══ Provided entries

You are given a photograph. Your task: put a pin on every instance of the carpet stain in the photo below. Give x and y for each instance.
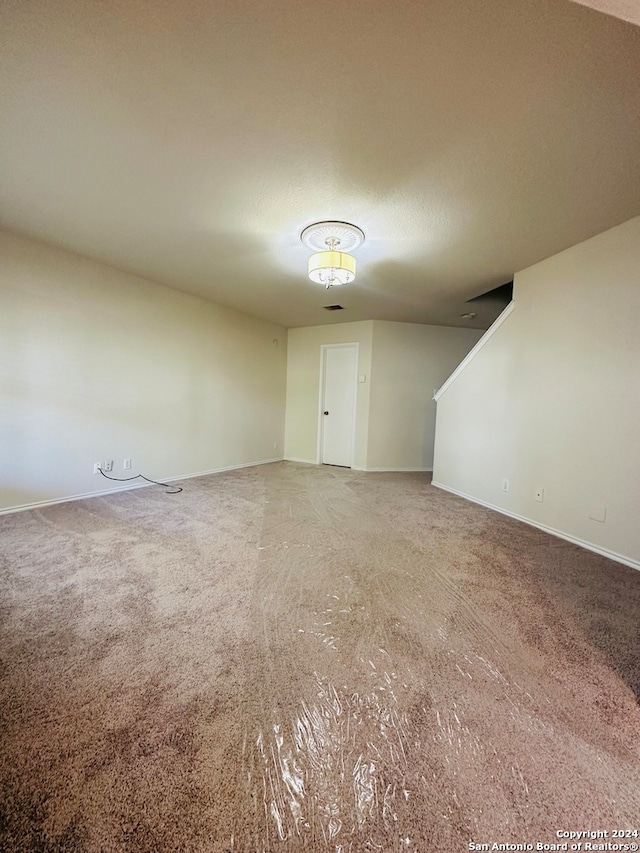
(291, 658)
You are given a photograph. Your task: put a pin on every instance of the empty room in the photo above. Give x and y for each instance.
(319, 426)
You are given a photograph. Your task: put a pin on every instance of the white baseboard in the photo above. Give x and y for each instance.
(604, 552)
(129, 486)
(395, 470)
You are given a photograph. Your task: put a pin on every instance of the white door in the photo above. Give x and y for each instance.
(337, 418)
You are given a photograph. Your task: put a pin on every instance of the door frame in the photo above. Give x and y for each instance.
(323, 350)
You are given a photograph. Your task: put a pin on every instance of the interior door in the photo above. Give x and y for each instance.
(338, 404)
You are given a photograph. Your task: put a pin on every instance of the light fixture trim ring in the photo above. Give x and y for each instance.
(346, 235)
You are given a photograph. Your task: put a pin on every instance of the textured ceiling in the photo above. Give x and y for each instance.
(191, 142)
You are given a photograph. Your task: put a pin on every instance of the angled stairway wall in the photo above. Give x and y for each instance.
(550, 399)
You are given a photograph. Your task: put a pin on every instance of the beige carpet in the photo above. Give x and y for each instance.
(290, 658)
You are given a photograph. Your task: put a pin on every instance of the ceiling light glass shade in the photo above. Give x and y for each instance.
(331, 268)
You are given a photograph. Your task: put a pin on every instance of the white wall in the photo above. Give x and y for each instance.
(395, 415)
(553, 399)
(303, 387)
(96, 364)
(409, 361)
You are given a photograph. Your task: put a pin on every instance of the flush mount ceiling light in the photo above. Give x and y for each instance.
(332, 264)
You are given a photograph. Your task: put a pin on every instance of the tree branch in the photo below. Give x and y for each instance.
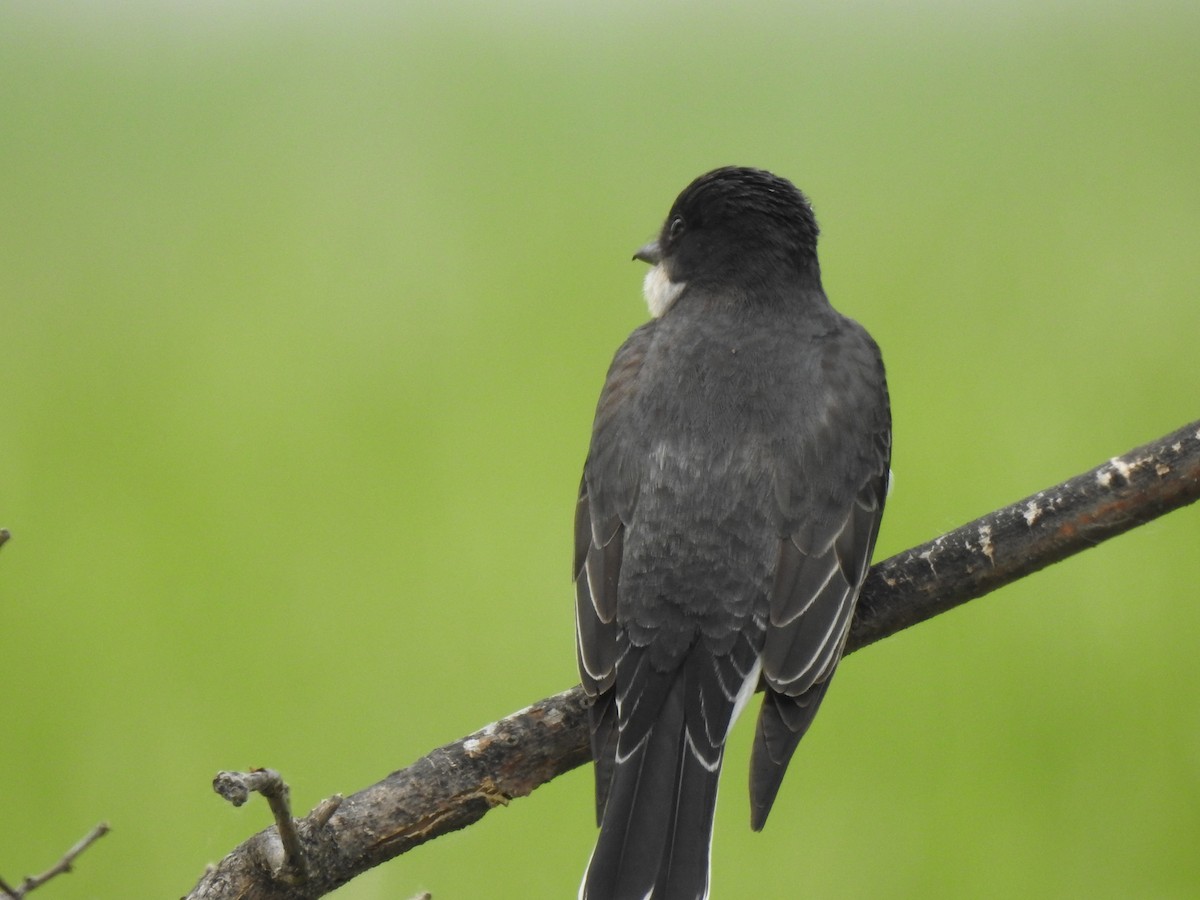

════

Goal of the exercise:
Skip the pictures. Please copy exactly the lines from the one with "of the flush" through the final line of the material above, both ends included.

Expected output:
You are given a photograph. Your task: put a pin on every instance of the flush mount ceiling light in the photo above. Give x and y for each instance.
(332, 264)
You are given a photograph. Your task: put a pin on every instance of the tree branch in the photo below. Give x and y for each instance.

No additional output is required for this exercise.